In the data below, the answer is the run of lines from the line containing "of the chrome" through the line containing "of the blue", both included; print it exactly and nothing else.
━━━ Task inputs ━━━
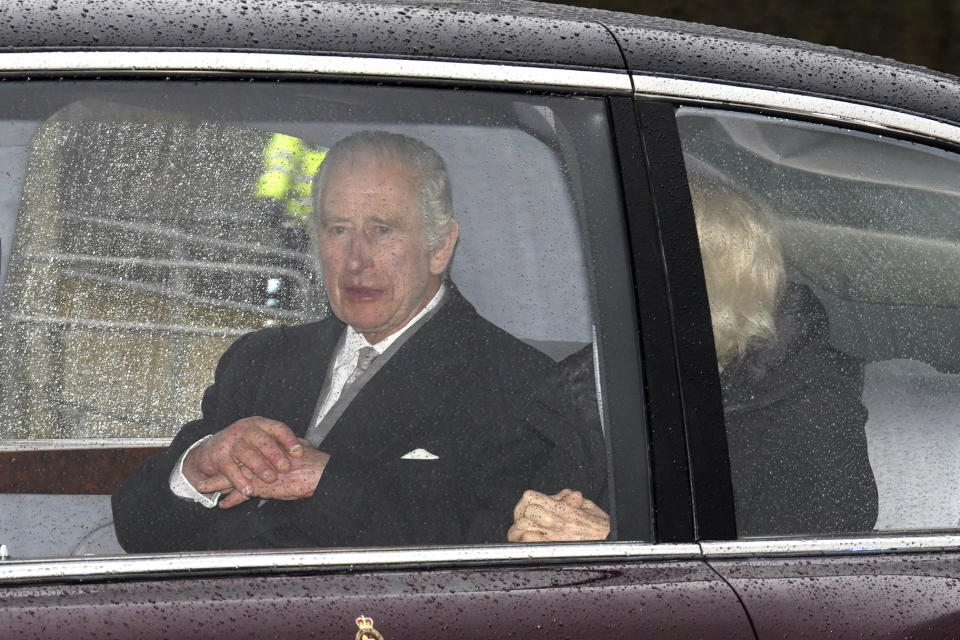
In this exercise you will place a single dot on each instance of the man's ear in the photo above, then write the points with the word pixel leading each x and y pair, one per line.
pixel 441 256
━━━
━━━ Task inputs ━━━
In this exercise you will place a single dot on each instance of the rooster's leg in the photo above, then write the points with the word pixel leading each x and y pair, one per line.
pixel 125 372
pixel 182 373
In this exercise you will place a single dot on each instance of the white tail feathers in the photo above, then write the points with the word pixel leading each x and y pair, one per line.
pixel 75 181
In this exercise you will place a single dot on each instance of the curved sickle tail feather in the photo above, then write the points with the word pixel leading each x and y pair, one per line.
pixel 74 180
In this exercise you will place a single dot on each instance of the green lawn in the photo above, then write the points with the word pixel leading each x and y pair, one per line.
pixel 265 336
━━━
━━━ Task inputs ━━━
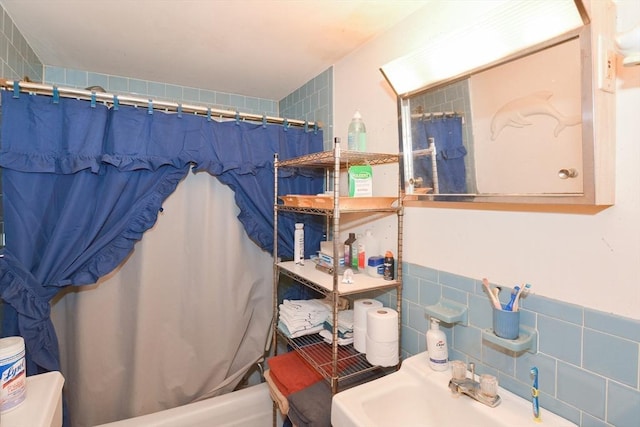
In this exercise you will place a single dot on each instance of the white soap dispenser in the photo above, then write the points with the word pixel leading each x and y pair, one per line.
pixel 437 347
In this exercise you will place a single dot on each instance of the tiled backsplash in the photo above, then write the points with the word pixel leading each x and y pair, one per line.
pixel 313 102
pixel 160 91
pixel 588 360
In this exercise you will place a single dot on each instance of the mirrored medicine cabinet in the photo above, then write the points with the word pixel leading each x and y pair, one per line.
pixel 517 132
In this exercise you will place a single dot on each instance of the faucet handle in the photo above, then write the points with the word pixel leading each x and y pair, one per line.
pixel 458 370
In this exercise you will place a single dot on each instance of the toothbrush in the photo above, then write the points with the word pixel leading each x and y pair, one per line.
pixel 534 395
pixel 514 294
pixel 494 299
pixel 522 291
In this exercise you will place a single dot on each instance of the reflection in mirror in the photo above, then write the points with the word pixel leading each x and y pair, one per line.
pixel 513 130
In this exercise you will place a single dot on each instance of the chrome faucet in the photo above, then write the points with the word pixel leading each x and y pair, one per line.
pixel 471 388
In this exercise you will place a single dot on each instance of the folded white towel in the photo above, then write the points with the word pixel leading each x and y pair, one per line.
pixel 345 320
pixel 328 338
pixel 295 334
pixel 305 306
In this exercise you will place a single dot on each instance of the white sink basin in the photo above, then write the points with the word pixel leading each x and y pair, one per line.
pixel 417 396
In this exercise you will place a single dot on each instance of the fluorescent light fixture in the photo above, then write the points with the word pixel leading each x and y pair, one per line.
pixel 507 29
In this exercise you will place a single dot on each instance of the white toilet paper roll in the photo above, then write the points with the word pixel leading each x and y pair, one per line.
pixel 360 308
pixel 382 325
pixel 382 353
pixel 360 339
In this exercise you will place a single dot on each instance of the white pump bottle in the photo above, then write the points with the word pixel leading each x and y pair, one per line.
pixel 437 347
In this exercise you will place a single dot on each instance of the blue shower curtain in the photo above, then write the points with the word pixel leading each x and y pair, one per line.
━━━
Output of the exercise>
In this exercise you will place a single dot on each instance of the chrome faucet in the photo above, then write the points with the word pixel leading each x and y pair, one per line.
pixel 471 388
In this exercise you will place a single dot on each instance of the folded white towel in the photo above, then write the points with the word pixel leading each x and y pair, one per line.
pixel 345 320
pixel 328 338
pixel 295 334
pixel 305 306
In this exercise you will place a single dot on each instance of the white sink basin in the photo above, then write the points with the word pixel leading each x and y pair, one per line.
pixel 417 396
In this exercise you will place a single dot on each instance of the fluorescent light fixture in the photo above, then write the points with the word pixel leading each x and y pair, one per line.
pixel 507 29
In this exercise you will place a single dot on each instance of the white toilet paper roll in the photo above, then write the points with the word pixel leading each x and y pair, one per line.
pixel 360 308
pixel 382 325
pixel 382 353
pixel 360 339
In this exercise you will place a single dot on each instance of the white pump bottle in the photo above, then write the points with the word pixel leading each x and y pair, one per line.
pixel 437 347
In this exercise you will place a single dot on each instance of the blue shower curtain in the photo above, then write the points with the word pixel leading each x and y pair, one per line.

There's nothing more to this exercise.